_Série d'exercices_:
#1 Relevez toutes les personnes que l'extrait d'arrêt désigne par « Madame ».
#2 Rédigez la suite de l'extrait d'arrêt à partir de sa dernière phrase.

─── Texte de la page ───

Association PROTECTION CIVILE DE PARIS

[Adresse 2]

[Adresse 2]

représentée par Me Elisabeth DE BOISSIEU, avocat au barreau de PARIS, toque : P0218

COMPOSITION DE LA COUR :

En application des dispositions de l'article 945-1 du code de procédure civile, l'affaire a été débattue le 10 Mars 2022, en audience publique, les avocats ne s'y étant pas opposés, devant Madame Marie-Christine HERVIER, Présidente de chambre chargée du rapport.

Ce magistrat a rendu compte des plaidoiries dans le délibéré de la Cour, composée de :

Madame Marie-Christine HERVIER, Présidente de chambre,

Madame Nelly CAYOT, Conseillère

Madame Lydie PATOUKIAN, Conseillère

Greffier : Madame Cécile IMBAR, lors des débats

ARRÊT :

- contradictoire,

- par mise à disposition de l'arrêt au greffe de la Cour, les parties en ayant été préalablement avisées dans les conditions prévues au deuxième alinéa de l'article 450 du Code de procédure civile,

- signé par Madame Marie-Christine HERVIER, Présidente et par Madame Manon FONDRIESCHI, greffière à laquelle la minute de la décision a été remise par le magistrat signataire.

EXPOSE DU LITIGE

Par contrat à durée déterminée du 22 septembre 2009, renouvelé jusqu'au 23 mars 2010, M. [G] [P] a été engagé par l'association Protection civile de Paris Seine comme moniteur de secourisme, technicien qualifié, 2ème degré, niveau D1. Il a ensuite été embauché en qualité de formateur par contrat à durée indéterminée à effet au 24 mars 2010 pour une durée de travail de 1 565 heures annualisées lissées à raison de 35 heures hebdomadaires moyennant une rémunération de 1 797,83 euros, statut technicien qualifié 2ème degré, niveau D1, coefficient 200 selon la classification de la convention collective nationale des organismes de formation applicable à la relation de travail. Par avenant du 28 février 2011, M. [P] a été classé technicien hautement qualifié, niveau E1, coefficient 240 et sa rémunération mensuelle bute fixée à 1 968 euros à compter du 1er janvier 2011. M. [P] disposait d'un véhicule de service selon convention de mise à disposition du 22 septembre 2009.

Par courrier recommandé du 5 octobre 2010 M. [P] s'est vu notifier un avertissement en raion de ses retards.

Par courrier recommandé avec du 27 avril 2011 M. [P] a été convoqué à un entretien préalable à un éventuel licenciement fixé au 9 mai 2011 puis s'est vu notifier son licenciement pour motif personnel par courrier recommandé avec avis de réception du 16 mai 2011.

L'association Protection civile de Paris Seine employait au moins onze salariés lors de la rupture.

─── Données fournies ───

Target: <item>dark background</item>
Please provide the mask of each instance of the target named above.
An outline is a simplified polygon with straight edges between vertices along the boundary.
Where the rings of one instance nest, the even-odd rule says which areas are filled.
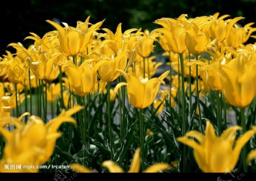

───

_Exercices corrigés_:
#1 Marie-Christine HERVIER, Nelly CAYOT, Lydie PATOUKIAN, Cécile IMBAR, Manon FONDRIESCHI

#2
Contestant son licenciement et estimant ne pas être rempli de ses droits, M. [P] a saisi le 12 octobre 2012, le conseil de prud'hommes de Paris afin d'obtenir la condamnation de l'employeur à lui verser diverses sommes au titre de l'exécution et de la rupture du contrat de travail. Par jugement du 30 juillet 2014, auquel il convient de se reporter pour l'exposé de la procédure antérieure et des demandes initiales des parties, le conseil de prud'homme de Paris, section activités diverses, a débouté M. [P] de l'ensemble de ses demandes et l'a condamné aux entiers dépens.

M. [P] a régulièrement relevé appel du jugement le 29 octobre 2014.

L'affaire a été appelée aux audiences des 15 novembre 2017 et 6 mars 2019 date à laquelle elle a fait l'objet d'une ordonnance de radiation. L'affaire a été rétablie au rôle de la cour à la demande de l'appelant aux termes de ses conclusions reçues le 26 février 2021 et rappelée à l'audience du 13 janvier 2022, puis renvoyée à l'audience du 10 mars 2022.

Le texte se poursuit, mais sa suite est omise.